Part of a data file

┄┄┄┄┄┄

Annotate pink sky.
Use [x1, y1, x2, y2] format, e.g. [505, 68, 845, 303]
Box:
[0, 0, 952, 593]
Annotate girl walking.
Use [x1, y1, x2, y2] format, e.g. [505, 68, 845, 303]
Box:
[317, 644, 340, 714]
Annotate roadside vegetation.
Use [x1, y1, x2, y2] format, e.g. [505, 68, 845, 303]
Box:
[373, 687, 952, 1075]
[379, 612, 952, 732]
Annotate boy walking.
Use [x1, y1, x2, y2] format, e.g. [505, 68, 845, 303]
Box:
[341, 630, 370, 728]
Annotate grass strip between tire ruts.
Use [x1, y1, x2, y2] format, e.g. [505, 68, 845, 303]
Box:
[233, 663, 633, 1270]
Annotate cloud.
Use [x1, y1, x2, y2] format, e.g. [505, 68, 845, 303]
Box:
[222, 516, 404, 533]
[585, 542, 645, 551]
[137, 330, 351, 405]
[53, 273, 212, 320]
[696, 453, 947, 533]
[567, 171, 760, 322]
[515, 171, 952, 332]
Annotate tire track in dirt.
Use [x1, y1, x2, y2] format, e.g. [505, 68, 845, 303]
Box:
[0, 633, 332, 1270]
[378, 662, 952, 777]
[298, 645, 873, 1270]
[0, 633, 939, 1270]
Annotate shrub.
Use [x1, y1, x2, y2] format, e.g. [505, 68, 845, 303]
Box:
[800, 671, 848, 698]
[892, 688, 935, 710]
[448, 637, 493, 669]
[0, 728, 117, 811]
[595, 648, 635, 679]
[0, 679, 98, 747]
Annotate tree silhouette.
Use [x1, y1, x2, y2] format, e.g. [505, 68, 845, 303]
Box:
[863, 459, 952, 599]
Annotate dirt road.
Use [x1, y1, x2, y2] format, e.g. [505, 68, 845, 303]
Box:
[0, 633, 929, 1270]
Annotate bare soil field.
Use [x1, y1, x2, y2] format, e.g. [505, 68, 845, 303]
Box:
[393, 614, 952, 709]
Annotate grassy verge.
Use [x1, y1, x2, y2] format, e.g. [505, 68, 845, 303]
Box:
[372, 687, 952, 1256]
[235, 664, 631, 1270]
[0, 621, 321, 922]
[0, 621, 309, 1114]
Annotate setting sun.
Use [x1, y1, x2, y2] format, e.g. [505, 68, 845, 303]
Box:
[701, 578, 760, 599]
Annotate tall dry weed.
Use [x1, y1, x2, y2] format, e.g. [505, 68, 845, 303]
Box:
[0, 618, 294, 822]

┄┄┄┄┄┄

Rewrite all of the rows above as a numbered list, and skip any blank lines.

1. Annotate pink sky.
2. Use [x1, y1, x2, y2] format, e.g. [505, 68, 845, 303]
3. Box:
4. [0, 0, 952, 593]
5. Annotate girl walking.
6. Use [x1, y1, x2, y2] format, e.g. [505, 68, 845, 303]
7. Box:
8. [317, 644, 340, 714]
9. Annotate roadside vegetation.
10. Use [x1, y1, x2, y2] format, e.g. [505, 68, 845, 303]
11. Box:
12. [373, 687, 952, 1075]
13. [379, 612, 952, 732]
14. Annotate boy walking.
15. Use [x1, y1, x2, y2] format, e.g. [505, 68, 845, 303]
16. Box:
17. [341, 630, 370, 728]
18. Annotate grass strip between tire ruts.
19. Use [x1, y1, x2, y2] format, e.g. [505, 68, 845, 303]
20. Box:
21. [233, 663, 633, 1270]
22. Annotate cloud.
23. Use [x1, y1, x2, y2] format, e.g. [505, 68, 845, 303]
24. Box:
25. [222, 516, 404, 533]
26. [585, 542, 645, 551]
27. [137, 330, 351, 405]
28. [53, 273, 212, 320]
29. [696, 453, 947, 533]
30. [567, 171, 760, 322]
31. [515, 171, 952, 332]
32. Annotate tire track in dirt.
33. Use [x1, y1, x2, y2] format, e.g. [505, 68, 845, 303]
34. Box:
35. [0, 633, 332, 1270]
36. [378, 662, 952, 777]
37. [298, 645, 873, 1270]
38. [0, 633, 939, 1270]
39. Annotate shrub.
40. Use [x1, y1, x2, y2] format, e.g. [505, 68, 845, 303]
41. Box:
42. [800, 671, 848, 698]
43. [892, 688, 935, 710]
44. [448, 637, 493, 669]
45. [0, 728, 117, 811]
46. [595, 648, 635, 679]
47. [0, 679, 98, 747]
48. Annotate tree silhouette.
49. Use [x1, y1, x2, y2] format, e.g. [505, 68, 845, 303]
50. Box:
51. [863, 459, 952, 599]
52. Annotate dirt road.
53. Use [x1, y1, x2, y2] format, e.g. [505, 68, 845, 303]
54. Box:
55. [0, 633, 929, 1270]
56. Annotate bare soil field.
57. Use [x1, y1, x2, y2] format, e.g. [505, 68, 845, 303]
58. Box:
59. [393, 614, 952, 709]
60. Annotate grassy verge.
61. Use [x1, y1, x2, y2] format, e.g. [505, 68, 845, 303]
62. Box:
63. [372, 687, 952, 1256]
64. [235, 664, 631, 1270]
65. [0, 621, 321, 922]
66. [0, 621, 309, 1114]
67. Annotate setting sun.
68. Use [x1, y1, x2, y2] format, e.g. [505, 68, 845, 303]
69. Box:
70. [701, 578, 760, 599]
71. Annotate tall dry weed.
72. Use [x1, y1, x2, y2] format, e.g. [505, 68, 845, 303]
73. Box:
74. [0, 618, 294, 822]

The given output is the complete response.